Extract the complete listing and output it unchanged.
-- BEGIN Given data --
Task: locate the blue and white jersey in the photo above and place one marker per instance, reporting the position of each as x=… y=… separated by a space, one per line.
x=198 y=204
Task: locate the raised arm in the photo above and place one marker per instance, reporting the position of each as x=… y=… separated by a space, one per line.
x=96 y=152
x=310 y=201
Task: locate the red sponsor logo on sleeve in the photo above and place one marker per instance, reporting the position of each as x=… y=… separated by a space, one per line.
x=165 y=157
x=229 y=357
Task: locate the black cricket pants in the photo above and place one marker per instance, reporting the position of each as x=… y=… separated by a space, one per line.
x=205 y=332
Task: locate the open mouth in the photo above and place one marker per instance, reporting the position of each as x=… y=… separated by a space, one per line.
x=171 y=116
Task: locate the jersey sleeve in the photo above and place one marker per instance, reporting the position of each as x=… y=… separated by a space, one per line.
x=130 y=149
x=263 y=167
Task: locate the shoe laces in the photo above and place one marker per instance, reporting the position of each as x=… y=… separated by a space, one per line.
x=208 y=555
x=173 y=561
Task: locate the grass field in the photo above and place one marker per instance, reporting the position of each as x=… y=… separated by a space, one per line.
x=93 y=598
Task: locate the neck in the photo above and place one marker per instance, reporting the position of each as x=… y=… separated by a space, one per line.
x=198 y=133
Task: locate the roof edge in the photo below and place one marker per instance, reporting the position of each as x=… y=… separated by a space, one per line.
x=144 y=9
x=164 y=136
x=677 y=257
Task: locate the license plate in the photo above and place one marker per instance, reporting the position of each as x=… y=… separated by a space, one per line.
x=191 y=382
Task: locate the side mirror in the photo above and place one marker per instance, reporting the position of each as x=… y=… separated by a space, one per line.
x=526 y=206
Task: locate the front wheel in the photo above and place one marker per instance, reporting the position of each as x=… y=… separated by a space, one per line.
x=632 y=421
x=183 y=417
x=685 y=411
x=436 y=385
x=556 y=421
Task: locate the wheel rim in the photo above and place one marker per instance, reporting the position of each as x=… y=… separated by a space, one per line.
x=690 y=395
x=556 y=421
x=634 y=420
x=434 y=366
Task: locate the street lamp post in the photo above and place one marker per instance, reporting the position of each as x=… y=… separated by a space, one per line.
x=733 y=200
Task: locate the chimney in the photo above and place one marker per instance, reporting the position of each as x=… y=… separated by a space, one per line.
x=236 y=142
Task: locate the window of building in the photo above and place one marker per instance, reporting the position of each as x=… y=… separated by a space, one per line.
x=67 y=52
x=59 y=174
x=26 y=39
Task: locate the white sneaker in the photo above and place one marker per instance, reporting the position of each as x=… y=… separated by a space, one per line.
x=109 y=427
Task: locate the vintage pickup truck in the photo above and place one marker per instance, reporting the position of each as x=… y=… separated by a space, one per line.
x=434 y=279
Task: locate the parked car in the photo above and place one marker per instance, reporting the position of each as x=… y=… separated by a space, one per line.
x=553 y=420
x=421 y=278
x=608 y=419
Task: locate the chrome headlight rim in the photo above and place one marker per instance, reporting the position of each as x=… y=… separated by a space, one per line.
-- END Given data --
Full solution:
Task: locate the blue and white jersey in the photo above and place one marker per instance, reporting the position of each as x=… y=… separated by a space, one per line.
x=198 y=204
Task: locate the raised arm in the photo above and place one marker per instance, reporting the position of each as x=… y=… separated by a space, one per line.
x=96 y=152
x=310 y=201
Task: locate the red sponsor logo on sleeve in the photo above and place one marker per instance, reporting the position of each as x=… y=… separated by a space, one per line.
x=165 y=157
x=229 y=357
Task: locate the black cricket pants in the photo above and place one marker per instance, reporting the position of each as x=… y=… separated by a space, one per line.
x=205 y=332
Task: locate the open mouth in the photo above and place one marker per instance, reporting the position of each as x=… y=… separated by a space, one per line.
x=171 y=116
Task: locate the jersey sleeve in the photo above and place one marker per instance, reporting the position of each as x=… y=… separated by a space, one per line.
x=130 y=149
x=263 y=167
Task: locate the shoe laces in the photo above and place one marker per instance, reporting the position of each as x=… y=… separated by a space, one per line.
x=208 y=555
x=173 y=561
Task: locate the grass field in the photo above and place one marker per instance, reporting the position of each as x=… y=… separated by a space, one per line.
x=93 y=598
Task: locate the neck in the photo above and place one marker per instance, reporting the position of each as x=… y=… separated by a space, one per line.
x=198 y=133
Task: locate the roof edge in the photo below and place one marker per instance, reporting the position of each as x=… y=… separated by a space, one per line.
x=144 y=9
x=164 y=136
x=677 y=257
Task: locate the license plate in the photo above and place one marker per instance, reporting the position of each as x=… y=… separated by a space, one per line.
x=191 y=382
Task: locate the side mirror in the photo above and place one marker per instance, reporting the position of each as x=… y=… separated by a space, one per line.
x=526 y=206
Task: locate the front wheel in the photo above and place one marker per instance, reporting the position of each as x=… y=… separated by a space, one per line.
x=632 y=421
x=183 y=417
x=685 y=411
x=436 y=385
x=556 y=421
Task: locate the wheel rim in the photo above and place one marker per instance, reporting the position of each as x=… y=… separated by a space, one per line.
x=690 y=395
x=556 y=421
x=634 y=420
x=434 y=366
Task: locate the street lamp post in the photo above and place one marker per instance, reporting the position of each as x=… y=… separated by a space, one per line.
x=733 y=200
Task: locate the chimney in the photo above and place one marker per instance, reporting the position of each as x=… y=… separated by a space, one per line.
x=236 y=142
Task: locate the window of building in the photo above and place one marker per instance, reporting the position of each as x=… y=… separated by a space, one per line.
x=67 y=52
x=59 y=174
x=26 y=39
Task: locate the white sneaker in the photo above and place one marker per instance, reporting the position of each as x=… y=… separated by a space, one per line.
x=109 y=427
Task: locate the vintage pickup truck in the photo above and place one marker per instance, reporting the position of each as x=… y=… separated by a space, one per line.
x=434 y=279
Task: locate the parked car in the photo above and place one marker per instance, reporting the position of each as x=… y=… separated by a space, one per line.
x=553 y=420
x=421 y=278
x=608 y=419
Task: locate the chrome headlight rim in the photo above and place one marker per instance, reporting the position of each as x=… y=… separated by a space, one per line.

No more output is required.